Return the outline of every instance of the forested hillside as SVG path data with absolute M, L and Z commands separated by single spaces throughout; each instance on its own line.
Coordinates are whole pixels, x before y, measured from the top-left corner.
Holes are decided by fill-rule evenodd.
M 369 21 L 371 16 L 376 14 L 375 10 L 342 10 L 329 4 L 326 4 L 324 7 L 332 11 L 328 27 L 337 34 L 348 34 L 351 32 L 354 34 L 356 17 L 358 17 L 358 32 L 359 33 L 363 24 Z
_ _ _ _ _
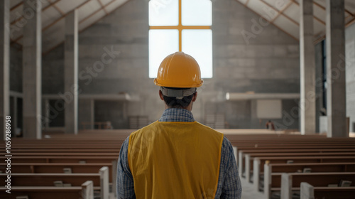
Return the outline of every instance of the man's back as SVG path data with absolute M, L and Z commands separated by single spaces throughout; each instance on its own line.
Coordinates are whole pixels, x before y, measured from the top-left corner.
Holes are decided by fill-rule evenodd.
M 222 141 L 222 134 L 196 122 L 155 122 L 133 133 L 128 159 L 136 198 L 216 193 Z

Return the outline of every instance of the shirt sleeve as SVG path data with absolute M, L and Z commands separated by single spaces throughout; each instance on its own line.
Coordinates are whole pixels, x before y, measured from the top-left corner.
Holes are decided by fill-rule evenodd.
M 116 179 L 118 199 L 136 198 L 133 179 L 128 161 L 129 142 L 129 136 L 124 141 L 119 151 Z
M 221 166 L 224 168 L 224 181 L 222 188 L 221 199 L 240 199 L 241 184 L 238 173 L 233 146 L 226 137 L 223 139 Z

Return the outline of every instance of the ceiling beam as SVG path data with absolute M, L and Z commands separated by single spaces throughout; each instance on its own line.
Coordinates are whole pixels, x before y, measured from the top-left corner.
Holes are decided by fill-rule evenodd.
_ _ _ _ _
• WHAT NEEDS TO BE DONE: Reproduce the data word for word, starting at the line that contains "Return the outline of every instance of the forested" and ending with the line that contains "M 369 21 L 371", both included.

• COMPLETE RESPONSE:
Return the outline of every instance of the forested hillside as SVG path data with absolute M, L and Z commands separated by single spaces throughout; each instance on its own line.
Coordinates are whole pixels, x before y, measured from the top-left corner.
Holes are decided by fill-rule evenodd.
M 369 21 L 371 16 L 376 14 L 375 10 L 342 10 L 329 4 L 326 4 L 324 7 L 332 11 L 328 27 L 337 34 L 348 34 L 351 32 L 354 34 L 356 17 L 358 17 L 358 32 L 359 33 L 363 24 Z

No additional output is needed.